• Problem details:
The answer should be one number: the count of lines in the listing below with "player" in them.

• Dataset content:

----------

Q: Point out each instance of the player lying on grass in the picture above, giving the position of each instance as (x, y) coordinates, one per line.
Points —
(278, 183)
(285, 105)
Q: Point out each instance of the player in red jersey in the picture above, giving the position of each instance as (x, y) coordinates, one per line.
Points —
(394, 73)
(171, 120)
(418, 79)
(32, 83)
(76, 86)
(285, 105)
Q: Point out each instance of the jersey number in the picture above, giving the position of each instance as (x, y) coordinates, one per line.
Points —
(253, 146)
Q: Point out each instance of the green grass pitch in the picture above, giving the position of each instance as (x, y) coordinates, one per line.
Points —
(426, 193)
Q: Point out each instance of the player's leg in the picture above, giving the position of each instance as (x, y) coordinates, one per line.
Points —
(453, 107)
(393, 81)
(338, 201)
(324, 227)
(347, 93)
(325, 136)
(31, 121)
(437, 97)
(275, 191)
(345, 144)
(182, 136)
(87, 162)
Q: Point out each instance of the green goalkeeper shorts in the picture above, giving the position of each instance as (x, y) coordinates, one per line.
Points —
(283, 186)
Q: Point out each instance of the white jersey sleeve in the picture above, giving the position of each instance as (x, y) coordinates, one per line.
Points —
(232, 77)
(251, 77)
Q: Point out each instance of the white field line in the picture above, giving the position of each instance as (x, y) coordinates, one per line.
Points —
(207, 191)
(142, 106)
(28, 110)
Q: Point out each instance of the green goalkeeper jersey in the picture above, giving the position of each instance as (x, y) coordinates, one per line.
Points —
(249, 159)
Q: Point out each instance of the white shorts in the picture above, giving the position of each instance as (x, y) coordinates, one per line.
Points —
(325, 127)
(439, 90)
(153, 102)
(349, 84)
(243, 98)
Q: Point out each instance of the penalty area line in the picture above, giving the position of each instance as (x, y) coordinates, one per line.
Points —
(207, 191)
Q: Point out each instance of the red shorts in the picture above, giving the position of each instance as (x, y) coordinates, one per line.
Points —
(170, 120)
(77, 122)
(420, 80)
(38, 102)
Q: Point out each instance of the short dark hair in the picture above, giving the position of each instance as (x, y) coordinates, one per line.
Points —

----------

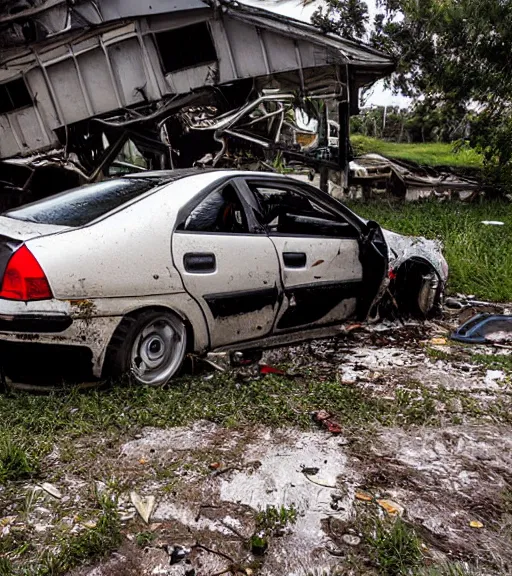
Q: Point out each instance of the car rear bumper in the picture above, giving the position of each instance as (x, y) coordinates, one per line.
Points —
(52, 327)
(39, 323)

----------

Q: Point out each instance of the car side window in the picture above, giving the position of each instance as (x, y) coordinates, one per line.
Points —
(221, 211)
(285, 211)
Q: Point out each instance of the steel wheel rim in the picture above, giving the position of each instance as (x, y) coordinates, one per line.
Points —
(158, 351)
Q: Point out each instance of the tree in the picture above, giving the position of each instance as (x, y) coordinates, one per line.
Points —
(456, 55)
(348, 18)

----------

• Task answer:
3